## AIM OF THE TASK
Scan the data below and copy each line where "which" occurs.

## SUPPLIED RECORDS
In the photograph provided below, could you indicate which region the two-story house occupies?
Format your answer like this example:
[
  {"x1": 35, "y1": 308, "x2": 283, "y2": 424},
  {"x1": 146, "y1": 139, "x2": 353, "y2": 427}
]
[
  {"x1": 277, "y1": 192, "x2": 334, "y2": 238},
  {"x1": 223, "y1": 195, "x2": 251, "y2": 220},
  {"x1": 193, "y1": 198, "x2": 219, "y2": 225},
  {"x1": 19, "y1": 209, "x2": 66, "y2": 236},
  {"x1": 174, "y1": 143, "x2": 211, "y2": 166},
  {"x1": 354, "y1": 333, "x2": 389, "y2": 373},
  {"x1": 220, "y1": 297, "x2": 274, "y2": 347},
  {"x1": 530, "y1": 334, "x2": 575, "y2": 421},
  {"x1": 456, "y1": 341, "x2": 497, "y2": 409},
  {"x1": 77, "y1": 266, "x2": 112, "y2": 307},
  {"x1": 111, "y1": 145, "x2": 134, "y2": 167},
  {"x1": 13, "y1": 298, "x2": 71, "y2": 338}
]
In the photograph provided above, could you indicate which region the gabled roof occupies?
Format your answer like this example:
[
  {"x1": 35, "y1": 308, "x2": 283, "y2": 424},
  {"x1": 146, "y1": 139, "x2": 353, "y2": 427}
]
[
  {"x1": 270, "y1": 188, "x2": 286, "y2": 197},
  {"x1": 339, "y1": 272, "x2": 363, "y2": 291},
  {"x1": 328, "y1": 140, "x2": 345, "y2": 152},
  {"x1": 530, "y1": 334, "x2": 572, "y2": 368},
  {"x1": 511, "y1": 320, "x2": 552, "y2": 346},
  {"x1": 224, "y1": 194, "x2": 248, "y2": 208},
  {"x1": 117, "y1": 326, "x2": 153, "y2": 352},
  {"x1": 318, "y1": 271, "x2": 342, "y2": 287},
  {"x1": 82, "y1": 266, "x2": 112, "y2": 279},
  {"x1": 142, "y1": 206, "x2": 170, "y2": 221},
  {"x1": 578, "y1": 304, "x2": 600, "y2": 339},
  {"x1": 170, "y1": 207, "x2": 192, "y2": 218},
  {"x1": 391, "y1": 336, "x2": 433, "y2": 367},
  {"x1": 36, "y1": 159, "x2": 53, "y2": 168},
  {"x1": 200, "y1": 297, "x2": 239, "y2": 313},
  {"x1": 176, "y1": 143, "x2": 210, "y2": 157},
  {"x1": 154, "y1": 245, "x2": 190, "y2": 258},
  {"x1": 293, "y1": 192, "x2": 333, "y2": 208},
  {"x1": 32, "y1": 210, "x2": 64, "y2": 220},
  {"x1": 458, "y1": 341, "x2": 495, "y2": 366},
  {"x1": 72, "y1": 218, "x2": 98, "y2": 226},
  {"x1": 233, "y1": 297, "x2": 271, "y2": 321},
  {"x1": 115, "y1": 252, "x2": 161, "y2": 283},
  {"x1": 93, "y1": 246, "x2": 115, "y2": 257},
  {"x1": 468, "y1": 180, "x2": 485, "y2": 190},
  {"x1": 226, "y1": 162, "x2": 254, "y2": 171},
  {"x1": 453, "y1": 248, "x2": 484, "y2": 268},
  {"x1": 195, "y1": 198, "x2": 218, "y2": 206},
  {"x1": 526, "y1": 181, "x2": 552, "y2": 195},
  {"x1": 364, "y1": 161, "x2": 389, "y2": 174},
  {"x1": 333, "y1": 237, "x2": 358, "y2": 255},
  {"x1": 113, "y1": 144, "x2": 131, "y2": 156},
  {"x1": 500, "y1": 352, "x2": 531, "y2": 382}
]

## ANSWER TO THIS EXERCISE
In the photograph provided below, could you indicate which region the two-story house occupies?
In the photograph provided above, could you indicate which region the gabled roof occupies?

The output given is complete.